List every Python decorator that the text below on pipeline data-quality expectations names.

(PAGE)

- - - - - - -

CREATE OR REFRESH MATERIALIZED VIEW daily_sales
AS SELECT order_date, SUM(amount) AS total FROM silver GROUP BY order_date;

Expectations: Data Quality

Expectations are declarative data-quality constraints attached to a dataset. Each expectation is a boolean condition; the ON VIOLATION action decides what happens to rows that fail it:

Action	Behavior
(none) — warn	Records that fail are kept but counted as violations in metrics
DROP ROW	Invalid records are dropped from the output (but tracked)
FAIL UPDATE	The pipeline update fails immediately on any violation

CREATE OR REFRESH STREAMING TABLE silver (
  CONSTRAINT valid_id EXPECT (id IS NOT NULL) ON VIOLATION DROP ROW,
  CONSTRAINT valid_amt EXPECT (amount > 0) ON VIOLATION FAIL UPDATE
)
AS SELECT * FROM STREAM(bronze);

Expectation metrics (records passed, dropped, failed) are recorded in the pipeline's event log, giving you observable data-quality tracking without extra code. In Python the equivalent decorators are @dlt.expect, @dlt.expect_or_drop, and @dlt.expect_or_fail.

Automatic Dependency Resolution

You never declare execution order. The framework reads each query, sees that silver selects from bronze and gold selects from silver, and builds the dependency DAG automatically — running bronze first, then silver, then gold, and parallelizing independent branches. Add a new table that reads an existing one and it is slotted into the graph without rewiring anything.

- - - - - - -

(RECORDED DATA)
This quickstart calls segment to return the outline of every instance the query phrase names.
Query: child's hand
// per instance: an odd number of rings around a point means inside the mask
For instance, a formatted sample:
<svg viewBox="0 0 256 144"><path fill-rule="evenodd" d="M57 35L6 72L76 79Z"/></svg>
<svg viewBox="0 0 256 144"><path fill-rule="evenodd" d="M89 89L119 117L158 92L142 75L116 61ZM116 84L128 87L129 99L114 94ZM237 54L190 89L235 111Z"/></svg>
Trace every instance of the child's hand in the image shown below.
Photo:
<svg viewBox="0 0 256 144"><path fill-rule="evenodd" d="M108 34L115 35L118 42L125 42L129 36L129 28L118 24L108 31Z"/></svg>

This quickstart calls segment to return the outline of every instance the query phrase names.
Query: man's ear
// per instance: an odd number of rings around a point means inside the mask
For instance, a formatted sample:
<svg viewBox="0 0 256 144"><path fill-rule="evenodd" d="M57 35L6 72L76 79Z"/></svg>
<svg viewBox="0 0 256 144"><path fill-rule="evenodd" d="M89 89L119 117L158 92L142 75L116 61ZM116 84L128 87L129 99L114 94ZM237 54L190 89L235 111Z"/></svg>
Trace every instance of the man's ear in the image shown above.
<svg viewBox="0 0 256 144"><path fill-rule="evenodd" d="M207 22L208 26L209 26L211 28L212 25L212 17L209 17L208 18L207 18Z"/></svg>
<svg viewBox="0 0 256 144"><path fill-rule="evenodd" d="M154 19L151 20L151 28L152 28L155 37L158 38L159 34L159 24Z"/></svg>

- - - - - - -

(ANSWER BELOW)
@dlt.expect
@dlt.expect_or_drop
@dlt.expect_or_fail